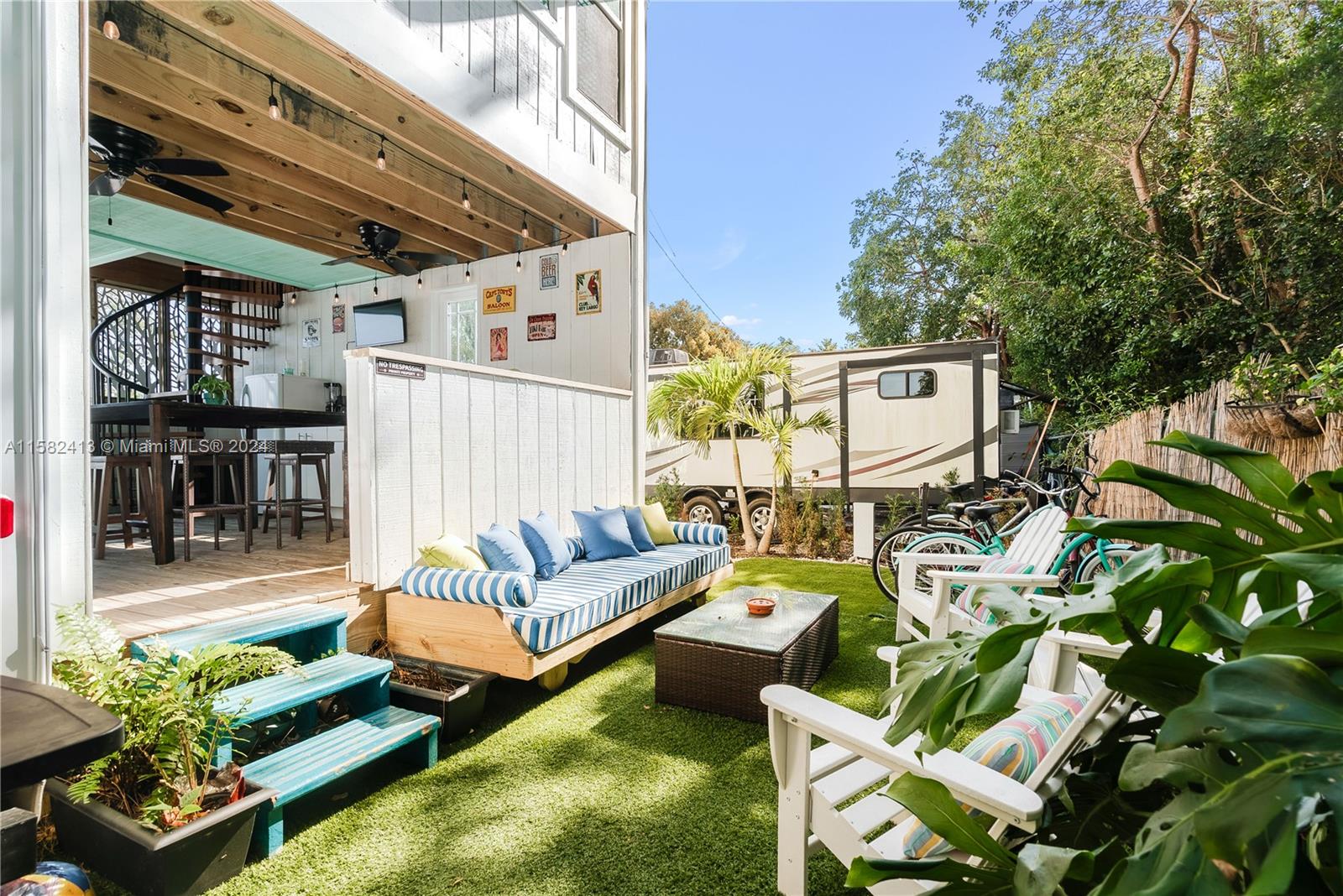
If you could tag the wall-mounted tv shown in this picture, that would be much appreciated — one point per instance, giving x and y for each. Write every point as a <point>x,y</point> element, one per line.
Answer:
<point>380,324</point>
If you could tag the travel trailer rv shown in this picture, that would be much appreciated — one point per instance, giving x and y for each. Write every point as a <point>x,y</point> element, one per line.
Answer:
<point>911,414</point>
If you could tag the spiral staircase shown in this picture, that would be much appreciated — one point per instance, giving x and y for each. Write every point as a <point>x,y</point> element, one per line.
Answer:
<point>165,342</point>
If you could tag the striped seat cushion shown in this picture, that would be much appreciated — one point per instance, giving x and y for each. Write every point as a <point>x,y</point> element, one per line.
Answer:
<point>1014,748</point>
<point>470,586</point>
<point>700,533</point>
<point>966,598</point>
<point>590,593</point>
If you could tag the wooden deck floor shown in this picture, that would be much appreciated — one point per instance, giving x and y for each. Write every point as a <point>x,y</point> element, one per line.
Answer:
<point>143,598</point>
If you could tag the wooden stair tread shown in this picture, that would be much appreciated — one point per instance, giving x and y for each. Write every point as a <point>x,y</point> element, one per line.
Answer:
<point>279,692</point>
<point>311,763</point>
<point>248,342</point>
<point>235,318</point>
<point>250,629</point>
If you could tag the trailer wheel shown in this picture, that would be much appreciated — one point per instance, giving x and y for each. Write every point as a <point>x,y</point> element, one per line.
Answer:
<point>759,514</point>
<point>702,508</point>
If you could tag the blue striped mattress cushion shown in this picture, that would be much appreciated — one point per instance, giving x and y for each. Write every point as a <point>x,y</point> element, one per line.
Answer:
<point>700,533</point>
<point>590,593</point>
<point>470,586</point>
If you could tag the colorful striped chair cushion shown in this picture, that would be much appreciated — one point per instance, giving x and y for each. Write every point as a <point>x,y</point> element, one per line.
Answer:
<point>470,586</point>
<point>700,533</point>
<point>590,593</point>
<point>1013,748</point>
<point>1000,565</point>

*Exercise description*.
Copy out the records above, replacing "shown in this picture" with "seen in this photo" everywhere and changing nothing else. Leave the pictures out.

*Task answer*.
If you could tag the wall-mounted tv seen in this photo, that would be much appreciated — one point per instance, giving x and y for each. Write every point as a <point>x,y</point> element, one per line.
Answer:
<point>380,324</point>
If you could tag the travel trailer rv seen in this photo, that would be much appreciated — one point per instance, giving x and y for each. Write every point as a <point>x,y</point> element, one per line.
Answer:
<point>911,414</point>
If you could tag the spiral staircase seen in this photo, that would be much appreciated — one point per instance, giving x and y for each. Write every point as a <point>x,y</point> element, one per line.
Answer:
<point>165,342</point>
If you could tag the striped seat cushion seen in this photo, that would be much appreciated — one point per instance, giving x and y for each. Write every point as a <point>x,y</point> element, one per line.
Answer:
<point>1014,748</point>
<point>470,586</point>
<point>700,533</point>
<point>966,598</point>
<point>590,593</point>
If you could tag the wooden deck floor seen in this photo, that would be much appreciated — one point per instance, giving x and y for each. Write every point as a <point>x,y</point> element, one per line.
Answer:
<point>143,598</point>
If you could tag the wooden stair tread seen in this photo, that would be much appreciated — one point per instance, giving x and y for each. Write every point as a <point>x,y</point> element, one per line.
Answer:
<point>279,692</point>
<point>311,763</point>
<point>248,342</point>
<point>235,318</point>
<point>250,629</point>
If you could tag the trailer wheel seen in this photo, that would be much appreciated — one point per instance, giving x and y for each. Write every point as a <point>x,y</point> element, one per line.
Answer:
<point>759,514</point>
<point>702,508</point>
If you could tag the blue striped mattress cushion seen in this photo, that would be much appreciated — one point per instance, giving x and y for each. Write every point as a <point>x,y</point> element, one per line.
Answer:
<point>700,533</point>
<point>590,593</point>
<point>470,586</point>
If you could tag the colorful striped chair cushion seen in this photo, that would be much appreciated — one point per instance, giving x and y for each. Write every point as a <point>x,y</point> element, one per line.
Answer:
<point>470,586</point>
<point>700,533</point>
<point>590,593</point>
<point>1013,748</point>
<point>1000,565</point>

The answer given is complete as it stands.